* Text passage
In [210]:
import numpy as np
import pandas as pd
import matplotlib.pyplot as plt
%matplotlib inline
from sklearn.model_selection import train_test_split
import torch
import torch.nn as nn
from torch.utils.data import DataLoader
from torch.utils.data.sampler import BatchSampler
from torch.autograd import Variable

In [211]:
reddit_jokes = pd.read_json('./joke_dataset/reddit_jokes.json')
reddit_jokes['body'] = reddit_jokes['title'] + ' \n ' + reddit_jokes['body']
del reddit_jokes['title']
reddit_jokes.head(2)

Unnamed: 0,body,id,score
0,I hate how you cant even say black paint anymo...,5tz52q,1
1,What's the difference between a Jew in Nazi Ge...,5tz4dd,0


In [212]:
reddit_jokes['body'].iloc[0]

u'I hate how you cant even say black paint anymore \n Now I have to say "Leroy can you please paint the fence?"'

In [213]:
jokes = reddit_jokes['body']
# Remove empty texts
jokes = jokes[~(jokes=='')]

# Ensure no nulls and no empty
assert sum(jokes=='')==0
assert sum(jokes.isnull())==0

In [214]:
# Lowercase
jokes = jokes.apply(lambda x: x.lower())

In [215]:
import random
for i in range(5):
    print(random.choice(list(jokes)))
    print('-----')

a penny lies below the cliff where a jew and black man jumps from, who wins? 
 we don't have enough information to conclude who's likely to win
-----
where did hitler hide his armies? 
 in his sleevies!
-----
what would the name be of a magician duo containing a chicken and a deaf woman? 
 hen and keller. 
-----
what is hitler's least favorite month? 
 jew-ly

edit: how about jan-jew-ary, or jewne?
-----
why did the chicken cross the road?

* Work to complete
1) In the notebook, which column of reddit_jokes is deleted after its text is joined onto the 'body' column?
2) Duplicate the section of the notebook between "we don't have" and "least favorite month?", inclusive.
The pointing data that follow are separate from the notebook.

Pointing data
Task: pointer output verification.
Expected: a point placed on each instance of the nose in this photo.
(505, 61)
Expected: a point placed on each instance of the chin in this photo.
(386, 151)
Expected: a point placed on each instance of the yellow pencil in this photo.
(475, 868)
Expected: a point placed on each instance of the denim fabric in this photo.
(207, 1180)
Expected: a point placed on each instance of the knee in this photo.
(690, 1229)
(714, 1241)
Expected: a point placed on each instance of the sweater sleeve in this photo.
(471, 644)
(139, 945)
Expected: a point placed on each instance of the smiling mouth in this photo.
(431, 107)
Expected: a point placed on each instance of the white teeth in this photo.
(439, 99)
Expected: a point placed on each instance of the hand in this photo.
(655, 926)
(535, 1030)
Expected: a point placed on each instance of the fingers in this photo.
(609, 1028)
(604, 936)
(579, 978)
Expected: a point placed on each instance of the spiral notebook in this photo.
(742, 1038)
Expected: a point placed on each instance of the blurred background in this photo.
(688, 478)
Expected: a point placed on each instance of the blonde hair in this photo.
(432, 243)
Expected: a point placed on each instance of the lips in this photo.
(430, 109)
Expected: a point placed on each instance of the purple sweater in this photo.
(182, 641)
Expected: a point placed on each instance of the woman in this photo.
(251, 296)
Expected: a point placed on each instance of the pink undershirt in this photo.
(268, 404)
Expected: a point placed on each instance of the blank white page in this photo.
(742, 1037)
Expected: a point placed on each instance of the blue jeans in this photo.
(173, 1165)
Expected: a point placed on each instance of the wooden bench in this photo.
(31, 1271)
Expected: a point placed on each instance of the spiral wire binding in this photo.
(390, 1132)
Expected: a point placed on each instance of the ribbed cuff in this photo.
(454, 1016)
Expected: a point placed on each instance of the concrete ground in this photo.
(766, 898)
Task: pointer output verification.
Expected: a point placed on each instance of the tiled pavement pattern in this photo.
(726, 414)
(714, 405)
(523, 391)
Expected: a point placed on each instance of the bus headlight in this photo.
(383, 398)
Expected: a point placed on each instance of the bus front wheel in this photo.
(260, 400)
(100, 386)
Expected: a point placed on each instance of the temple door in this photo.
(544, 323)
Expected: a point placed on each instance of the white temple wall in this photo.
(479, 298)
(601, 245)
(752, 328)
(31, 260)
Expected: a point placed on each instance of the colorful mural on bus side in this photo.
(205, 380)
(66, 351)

* Final results
1) The 'title' column is deleted.

2)
we don't have enough information to conclude who's likely to win
-----
where did hitler hide his armies? 
 in his sleevies!
-----
what would the name be of a magician duo containing a chicken and a deaf woman? 
 hen and keller. 
-----
what is hitler's least favorite month?